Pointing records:
+--
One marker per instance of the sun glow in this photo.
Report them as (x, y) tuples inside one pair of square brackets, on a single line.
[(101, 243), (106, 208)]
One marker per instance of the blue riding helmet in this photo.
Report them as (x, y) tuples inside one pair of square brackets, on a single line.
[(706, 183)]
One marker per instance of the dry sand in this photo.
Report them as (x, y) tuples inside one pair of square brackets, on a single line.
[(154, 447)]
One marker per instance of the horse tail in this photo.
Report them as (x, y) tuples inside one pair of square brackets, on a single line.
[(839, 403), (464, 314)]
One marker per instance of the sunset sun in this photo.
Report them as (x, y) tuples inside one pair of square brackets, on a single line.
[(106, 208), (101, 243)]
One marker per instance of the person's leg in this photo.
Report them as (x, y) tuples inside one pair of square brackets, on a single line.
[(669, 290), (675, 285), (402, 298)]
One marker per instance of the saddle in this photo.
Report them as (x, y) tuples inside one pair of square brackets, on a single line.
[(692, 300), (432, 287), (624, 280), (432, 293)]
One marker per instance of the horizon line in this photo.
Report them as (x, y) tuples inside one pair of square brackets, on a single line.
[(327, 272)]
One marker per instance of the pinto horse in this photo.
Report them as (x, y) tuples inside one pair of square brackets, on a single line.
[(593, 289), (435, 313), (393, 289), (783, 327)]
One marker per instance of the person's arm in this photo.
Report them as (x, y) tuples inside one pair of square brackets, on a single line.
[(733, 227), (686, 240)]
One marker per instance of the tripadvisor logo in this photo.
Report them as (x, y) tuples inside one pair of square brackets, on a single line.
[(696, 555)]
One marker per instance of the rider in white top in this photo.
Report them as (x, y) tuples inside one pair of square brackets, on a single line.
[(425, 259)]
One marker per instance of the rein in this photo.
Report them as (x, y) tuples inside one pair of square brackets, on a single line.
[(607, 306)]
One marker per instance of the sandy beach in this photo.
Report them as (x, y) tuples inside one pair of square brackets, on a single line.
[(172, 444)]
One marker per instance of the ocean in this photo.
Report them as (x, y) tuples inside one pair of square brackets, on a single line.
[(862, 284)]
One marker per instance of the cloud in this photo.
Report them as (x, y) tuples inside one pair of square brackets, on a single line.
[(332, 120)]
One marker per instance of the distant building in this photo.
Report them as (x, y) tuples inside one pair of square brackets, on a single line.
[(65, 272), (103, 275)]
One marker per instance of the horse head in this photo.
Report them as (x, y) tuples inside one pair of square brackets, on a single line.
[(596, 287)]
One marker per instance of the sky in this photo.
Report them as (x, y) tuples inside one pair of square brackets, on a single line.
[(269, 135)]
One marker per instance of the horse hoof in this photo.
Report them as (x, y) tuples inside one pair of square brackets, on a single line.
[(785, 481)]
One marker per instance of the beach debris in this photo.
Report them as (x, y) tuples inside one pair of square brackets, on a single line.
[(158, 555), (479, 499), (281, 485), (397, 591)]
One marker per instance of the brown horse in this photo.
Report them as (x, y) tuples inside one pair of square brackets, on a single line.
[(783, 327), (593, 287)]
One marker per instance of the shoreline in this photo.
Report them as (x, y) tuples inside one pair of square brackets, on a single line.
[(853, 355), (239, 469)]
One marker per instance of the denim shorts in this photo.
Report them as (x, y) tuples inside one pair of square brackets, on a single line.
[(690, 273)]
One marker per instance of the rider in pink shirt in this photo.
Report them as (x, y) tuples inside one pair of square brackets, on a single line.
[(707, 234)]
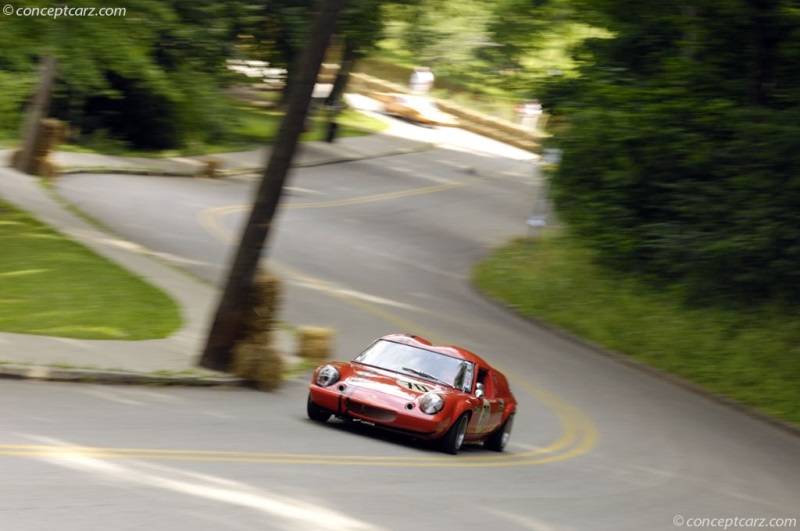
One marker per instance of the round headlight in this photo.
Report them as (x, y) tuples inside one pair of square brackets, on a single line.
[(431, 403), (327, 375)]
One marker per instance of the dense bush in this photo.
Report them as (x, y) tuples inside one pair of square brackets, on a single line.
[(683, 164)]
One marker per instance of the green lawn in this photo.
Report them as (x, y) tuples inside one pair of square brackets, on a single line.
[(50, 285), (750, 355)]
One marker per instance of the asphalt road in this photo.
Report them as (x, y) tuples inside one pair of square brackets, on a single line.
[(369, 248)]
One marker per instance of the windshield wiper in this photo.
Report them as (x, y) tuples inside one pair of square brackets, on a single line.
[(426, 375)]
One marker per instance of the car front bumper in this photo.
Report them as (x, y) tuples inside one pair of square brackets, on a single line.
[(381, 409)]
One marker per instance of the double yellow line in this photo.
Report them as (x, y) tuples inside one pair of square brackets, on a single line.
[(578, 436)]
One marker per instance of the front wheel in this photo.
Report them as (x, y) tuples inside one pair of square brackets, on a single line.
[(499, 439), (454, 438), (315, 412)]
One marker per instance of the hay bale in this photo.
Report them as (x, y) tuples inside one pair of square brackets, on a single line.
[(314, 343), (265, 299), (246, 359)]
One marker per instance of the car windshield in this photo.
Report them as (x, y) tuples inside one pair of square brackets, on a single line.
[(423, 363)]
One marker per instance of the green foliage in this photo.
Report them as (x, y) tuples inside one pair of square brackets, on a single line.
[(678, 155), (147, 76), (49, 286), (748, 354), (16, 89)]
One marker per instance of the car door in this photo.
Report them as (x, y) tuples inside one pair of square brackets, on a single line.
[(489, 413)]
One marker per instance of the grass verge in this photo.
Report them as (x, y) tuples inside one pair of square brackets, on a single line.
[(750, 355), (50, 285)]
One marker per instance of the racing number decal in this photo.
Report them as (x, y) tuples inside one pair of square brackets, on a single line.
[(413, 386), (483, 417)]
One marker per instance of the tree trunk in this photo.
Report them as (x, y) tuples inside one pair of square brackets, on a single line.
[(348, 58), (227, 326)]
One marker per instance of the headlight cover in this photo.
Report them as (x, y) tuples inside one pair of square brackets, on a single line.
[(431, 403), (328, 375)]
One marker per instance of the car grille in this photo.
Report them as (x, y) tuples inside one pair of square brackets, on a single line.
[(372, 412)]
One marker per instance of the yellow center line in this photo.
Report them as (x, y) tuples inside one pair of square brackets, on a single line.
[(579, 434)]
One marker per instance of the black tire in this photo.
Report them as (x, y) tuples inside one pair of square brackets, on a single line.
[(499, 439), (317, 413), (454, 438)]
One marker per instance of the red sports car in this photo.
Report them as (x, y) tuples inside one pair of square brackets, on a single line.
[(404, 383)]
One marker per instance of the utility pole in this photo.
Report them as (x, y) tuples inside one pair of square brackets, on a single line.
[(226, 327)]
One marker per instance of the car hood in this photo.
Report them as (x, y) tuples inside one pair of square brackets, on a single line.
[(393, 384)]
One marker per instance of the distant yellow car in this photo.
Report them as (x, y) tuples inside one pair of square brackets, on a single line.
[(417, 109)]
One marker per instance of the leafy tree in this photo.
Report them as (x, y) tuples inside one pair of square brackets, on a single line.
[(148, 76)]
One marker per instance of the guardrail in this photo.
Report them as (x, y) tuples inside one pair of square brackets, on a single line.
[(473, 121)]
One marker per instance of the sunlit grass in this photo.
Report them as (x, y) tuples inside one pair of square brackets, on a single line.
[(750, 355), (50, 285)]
+--
■ **Exercise brief**
Update the stretch from the start of the items through the line containing "[(425, 259)]", replacing "single line" with "one line" and leaving everything else unchanged.

■ **The solution**
One marker per instance of the sun glow in this photo.
Report them as (x, y) tuples inside one pair of square brackets, on a one line.
[(101, 243), (106, 208)]
One marker per instance of the blue riding helmet in this photo.
Report them as (x, y) tuples inside one pair of square brackets, on a one line.
[(706, 183)]
One marker per instance of the dry sand in this photo.
Report them as (x, y) tuples inside one pair of square brackets, on a one line.
[(154, 447)]
One marker per instance of the horse tail in this photo.
Report them as (x, y) tuples inside one pair of square brackets, on a one line.
[(839, 403), (464, 314)]
One marker per instance of the sunset sun in this photo.
Report them as (x, y) tuples inside one pair of square brackets, on a one line.
[(106, 208), (101, 243)]
One marker per instance of the person's leg in this photo.
Report them as (x, y) tuples inside one pair of square brackets, on a one line.
[(669, 290), (675, 285), (402, 298)]
One marker per instance of the saddle in this photo.
Report them as (x, y) tuples inside one pair of square brackets, on a one line.
[(692, 300), (432, 287), (624, 280), (432, 293)]
One marker per instance of the horizon line in this photo.
Report them as (x, y) tuples inside one pair of square brackets, on a one line.
[(327, 272)]
One marker per instance of the pinto horse in this photo.
Report them as (x, y) tuples inside one pair of square brackets, on a one line.
[(593, 289), (435, 313), (393, 289), (783, 327)]
One marker per instance of the person's arm in this photo.
Report them as (x, y) tuples inside one pair of square brackets, on a one line.
[(733, 227), (686, 240)]
One marker per instance of the tripadvisor logo in this photo.
Report them as (x, y) tuples inside one pair of square brackets, on a one line.
[(696, 555)]
One marker per instance of the rider in white top in this photo.
Report them as (x, y) tuples inside one pair of square brackets, on a one line.
[(425, 259)]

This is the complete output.